— begin RECORDS FOR THIS TASK —

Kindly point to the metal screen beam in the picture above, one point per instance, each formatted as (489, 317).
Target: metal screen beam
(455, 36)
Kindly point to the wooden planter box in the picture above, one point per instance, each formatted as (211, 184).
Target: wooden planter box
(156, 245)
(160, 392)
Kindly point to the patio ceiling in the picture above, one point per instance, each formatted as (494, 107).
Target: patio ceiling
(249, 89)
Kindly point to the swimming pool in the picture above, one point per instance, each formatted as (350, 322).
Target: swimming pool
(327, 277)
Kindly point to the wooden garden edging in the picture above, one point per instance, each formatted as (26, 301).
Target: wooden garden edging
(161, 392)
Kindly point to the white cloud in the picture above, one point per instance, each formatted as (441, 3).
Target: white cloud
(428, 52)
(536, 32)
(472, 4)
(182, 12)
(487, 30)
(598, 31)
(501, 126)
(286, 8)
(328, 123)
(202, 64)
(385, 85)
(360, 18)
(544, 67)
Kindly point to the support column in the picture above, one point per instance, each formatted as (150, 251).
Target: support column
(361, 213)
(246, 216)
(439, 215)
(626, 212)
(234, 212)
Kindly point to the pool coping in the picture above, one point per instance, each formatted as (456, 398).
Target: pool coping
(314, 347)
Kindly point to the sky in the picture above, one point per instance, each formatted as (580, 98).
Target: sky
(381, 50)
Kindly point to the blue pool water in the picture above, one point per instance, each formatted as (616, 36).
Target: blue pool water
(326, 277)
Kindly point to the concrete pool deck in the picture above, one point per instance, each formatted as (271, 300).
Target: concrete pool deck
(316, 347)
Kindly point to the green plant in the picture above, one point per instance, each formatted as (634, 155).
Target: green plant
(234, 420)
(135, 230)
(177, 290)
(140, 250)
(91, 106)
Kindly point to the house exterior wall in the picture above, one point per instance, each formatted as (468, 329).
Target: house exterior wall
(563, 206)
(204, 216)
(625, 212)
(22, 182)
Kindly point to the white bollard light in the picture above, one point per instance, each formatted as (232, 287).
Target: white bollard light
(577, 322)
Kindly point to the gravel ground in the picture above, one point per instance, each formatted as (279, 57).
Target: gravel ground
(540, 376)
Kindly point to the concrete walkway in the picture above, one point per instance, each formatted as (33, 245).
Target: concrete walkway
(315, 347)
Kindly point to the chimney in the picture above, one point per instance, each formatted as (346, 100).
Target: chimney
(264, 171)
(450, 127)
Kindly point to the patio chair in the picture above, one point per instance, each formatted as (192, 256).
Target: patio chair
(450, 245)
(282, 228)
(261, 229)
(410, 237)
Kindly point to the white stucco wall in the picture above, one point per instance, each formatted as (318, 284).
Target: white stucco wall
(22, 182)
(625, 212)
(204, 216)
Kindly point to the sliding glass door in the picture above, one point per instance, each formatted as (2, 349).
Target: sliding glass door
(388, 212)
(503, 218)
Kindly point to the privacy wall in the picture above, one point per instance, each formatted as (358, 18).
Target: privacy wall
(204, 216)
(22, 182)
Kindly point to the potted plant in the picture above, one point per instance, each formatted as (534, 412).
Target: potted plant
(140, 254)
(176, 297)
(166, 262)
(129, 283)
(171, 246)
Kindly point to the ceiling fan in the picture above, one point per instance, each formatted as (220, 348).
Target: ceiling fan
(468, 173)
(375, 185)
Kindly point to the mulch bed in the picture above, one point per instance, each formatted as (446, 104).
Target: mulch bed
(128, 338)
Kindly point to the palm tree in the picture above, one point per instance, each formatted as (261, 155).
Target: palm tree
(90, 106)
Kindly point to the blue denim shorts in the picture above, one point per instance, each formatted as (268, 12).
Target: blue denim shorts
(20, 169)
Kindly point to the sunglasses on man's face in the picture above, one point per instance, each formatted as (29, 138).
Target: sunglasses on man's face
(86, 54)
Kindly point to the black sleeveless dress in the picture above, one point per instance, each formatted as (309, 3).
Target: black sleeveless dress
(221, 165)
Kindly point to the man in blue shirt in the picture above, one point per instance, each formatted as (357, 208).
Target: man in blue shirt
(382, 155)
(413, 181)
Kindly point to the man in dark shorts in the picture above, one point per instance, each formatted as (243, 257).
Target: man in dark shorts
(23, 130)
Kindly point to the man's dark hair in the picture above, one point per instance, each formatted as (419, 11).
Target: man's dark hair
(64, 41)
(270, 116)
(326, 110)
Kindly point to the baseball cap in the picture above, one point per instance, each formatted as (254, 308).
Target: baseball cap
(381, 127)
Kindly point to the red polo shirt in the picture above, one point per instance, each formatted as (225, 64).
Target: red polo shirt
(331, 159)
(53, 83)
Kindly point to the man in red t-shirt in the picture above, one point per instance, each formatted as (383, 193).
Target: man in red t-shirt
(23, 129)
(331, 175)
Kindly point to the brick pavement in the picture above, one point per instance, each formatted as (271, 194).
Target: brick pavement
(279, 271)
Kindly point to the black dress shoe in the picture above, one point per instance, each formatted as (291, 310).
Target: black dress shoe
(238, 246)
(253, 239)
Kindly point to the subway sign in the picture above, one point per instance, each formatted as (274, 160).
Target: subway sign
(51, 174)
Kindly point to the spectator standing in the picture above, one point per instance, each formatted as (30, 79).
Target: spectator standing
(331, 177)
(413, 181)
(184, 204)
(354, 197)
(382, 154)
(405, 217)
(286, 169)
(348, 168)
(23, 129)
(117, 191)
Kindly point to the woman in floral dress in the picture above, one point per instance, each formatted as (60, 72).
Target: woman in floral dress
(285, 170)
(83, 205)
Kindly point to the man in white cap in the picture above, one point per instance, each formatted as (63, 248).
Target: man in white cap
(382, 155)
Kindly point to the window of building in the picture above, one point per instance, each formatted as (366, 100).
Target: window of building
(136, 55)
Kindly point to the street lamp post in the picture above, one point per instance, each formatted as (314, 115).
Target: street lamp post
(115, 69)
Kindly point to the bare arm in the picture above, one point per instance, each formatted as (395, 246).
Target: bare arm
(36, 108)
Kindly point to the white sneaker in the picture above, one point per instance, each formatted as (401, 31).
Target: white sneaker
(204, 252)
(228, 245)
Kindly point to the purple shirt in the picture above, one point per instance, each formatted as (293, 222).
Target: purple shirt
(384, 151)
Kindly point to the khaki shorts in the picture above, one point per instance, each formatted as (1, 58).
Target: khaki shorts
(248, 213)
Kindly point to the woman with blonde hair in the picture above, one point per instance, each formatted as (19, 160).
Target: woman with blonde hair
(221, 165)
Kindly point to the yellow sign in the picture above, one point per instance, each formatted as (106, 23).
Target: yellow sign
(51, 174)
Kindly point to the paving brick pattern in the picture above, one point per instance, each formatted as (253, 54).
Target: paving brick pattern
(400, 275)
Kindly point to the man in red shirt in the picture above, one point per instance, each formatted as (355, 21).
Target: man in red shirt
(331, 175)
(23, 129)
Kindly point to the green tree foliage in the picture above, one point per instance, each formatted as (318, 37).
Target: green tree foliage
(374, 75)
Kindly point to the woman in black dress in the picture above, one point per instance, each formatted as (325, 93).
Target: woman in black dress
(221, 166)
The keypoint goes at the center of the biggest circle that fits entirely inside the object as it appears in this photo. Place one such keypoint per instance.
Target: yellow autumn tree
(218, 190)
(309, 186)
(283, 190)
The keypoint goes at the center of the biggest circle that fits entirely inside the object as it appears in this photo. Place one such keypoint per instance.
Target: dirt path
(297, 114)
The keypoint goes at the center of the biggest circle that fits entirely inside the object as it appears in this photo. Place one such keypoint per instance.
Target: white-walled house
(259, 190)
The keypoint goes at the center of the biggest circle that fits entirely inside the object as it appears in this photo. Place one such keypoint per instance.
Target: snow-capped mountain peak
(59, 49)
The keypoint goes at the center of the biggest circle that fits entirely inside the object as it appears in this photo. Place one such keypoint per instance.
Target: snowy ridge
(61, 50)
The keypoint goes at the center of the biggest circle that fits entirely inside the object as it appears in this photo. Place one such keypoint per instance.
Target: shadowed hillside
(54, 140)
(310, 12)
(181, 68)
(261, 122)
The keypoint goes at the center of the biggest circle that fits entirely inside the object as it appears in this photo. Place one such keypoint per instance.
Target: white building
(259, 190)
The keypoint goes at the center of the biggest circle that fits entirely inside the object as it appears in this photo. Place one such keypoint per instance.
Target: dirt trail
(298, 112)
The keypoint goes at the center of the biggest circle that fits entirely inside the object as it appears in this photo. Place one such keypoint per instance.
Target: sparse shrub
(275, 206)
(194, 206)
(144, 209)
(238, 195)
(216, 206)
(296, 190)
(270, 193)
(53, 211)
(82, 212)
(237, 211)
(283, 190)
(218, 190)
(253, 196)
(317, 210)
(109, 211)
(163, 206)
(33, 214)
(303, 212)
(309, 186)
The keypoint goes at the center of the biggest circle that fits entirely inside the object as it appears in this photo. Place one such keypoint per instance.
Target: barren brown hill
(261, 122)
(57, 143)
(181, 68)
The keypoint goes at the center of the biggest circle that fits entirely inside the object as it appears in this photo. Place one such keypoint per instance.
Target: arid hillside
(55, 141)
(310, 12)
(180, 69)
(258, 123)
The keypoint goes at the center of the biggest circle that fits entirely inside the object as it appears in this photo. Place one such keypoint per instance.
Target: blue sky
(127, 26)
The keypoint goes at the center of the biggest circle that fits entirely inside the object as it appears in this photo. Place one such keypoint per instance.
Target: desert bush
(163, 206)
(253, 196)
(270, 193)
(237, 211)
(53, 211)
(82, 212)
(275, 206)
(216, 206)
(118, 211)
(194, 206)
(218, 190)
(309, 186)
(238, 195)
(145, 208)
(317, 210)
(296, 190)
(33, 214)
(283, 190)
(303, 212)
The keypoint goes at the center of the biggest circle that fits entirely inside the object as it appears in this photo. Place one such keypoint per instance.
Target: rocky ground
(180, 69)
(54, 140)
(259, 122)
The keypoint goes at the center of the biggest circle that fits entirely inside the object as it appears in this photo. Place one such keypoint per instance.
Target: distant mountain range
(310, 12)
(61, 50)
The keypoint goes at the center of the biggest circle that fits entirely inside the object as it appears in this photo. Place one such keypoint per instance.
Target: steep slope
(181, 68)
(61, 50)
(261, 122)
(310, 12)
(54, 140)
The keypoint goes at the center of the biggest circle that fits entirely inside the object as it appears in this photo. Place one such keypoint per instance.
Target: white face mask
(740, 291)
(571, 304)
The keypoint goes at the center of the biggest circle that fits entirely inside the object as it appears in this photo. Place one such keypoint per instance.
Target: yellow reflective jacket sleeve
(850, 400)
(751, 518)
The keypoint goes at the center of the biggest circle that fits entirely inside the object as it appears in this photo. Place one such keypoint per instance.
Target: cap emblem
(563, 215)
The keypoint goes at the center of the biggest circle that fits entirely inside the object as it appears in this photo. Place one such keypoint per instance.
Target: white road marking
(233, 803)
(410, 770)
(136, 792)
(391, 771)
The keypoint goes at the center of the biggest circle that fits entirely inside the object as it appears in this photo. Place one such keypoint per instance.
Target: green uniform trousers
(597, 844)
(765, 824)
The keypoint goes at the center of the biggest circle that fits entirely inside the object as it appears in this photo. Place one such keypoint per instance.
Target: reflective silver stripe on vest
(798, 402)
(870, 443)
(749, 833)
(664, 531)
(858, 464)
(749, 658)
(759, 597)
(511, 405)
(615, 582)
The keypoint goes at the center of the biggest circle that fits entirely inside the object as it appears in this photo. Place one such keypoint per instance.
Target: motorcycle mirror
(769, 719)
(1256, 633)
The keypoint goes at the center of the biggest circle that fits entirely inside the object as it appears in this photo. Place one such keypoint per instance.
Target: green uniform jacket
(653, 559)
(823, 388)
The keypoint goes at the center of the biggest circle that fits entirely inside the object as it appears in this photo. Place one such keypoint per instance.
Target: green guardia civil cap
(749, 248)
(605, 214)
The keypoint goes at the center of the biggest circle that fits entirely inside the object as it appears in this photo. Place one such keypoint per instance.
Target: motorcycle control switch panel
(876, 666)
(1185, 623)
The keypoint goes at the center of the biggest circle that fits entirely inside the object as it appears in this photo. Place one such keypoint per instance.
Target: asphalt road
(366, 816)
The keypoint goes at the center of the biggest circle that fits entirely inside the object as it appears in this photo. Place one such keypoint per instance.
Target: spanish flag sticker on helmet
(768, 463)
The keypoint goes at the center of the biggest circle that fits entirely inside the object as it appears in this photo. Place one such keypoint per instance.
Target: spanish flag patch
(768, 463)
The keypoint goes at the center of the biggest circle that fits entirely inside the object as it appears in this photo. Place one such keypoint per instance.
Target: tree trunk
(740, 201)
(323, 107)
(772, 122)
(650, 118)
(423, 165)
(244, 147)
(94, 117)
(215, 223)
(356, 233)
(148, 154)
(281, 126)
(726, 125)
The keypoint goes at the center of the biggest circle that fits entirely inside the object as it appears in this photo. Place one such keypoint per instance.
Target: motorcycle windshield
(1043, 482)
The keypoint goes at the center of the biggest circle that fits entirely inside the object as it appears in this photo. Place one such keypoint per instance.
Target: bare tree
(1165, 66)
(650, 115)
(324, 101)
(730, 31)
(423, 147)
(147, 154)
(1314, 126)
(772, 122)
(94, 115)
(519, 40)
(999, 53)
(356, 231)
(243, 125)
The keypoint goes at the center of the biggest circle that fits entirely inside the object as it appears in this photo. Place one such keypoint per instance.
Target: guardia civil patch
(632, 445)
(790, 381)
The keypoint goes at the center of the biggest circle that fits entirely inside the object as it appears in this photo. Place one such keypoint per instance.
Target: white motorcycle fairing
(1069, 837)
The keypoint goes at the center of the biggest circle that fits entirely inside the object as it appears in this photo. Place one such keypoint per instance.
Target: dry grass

— end RECORDS FOR THIS TASK —

### SHORT TASK
Report each line in the records above that holds the word "reflective", copying every such line in full.

### RESPONSE TO THE TASK
Target: yellow reflective jacket sleeve
Target: reflective silver stripe on vest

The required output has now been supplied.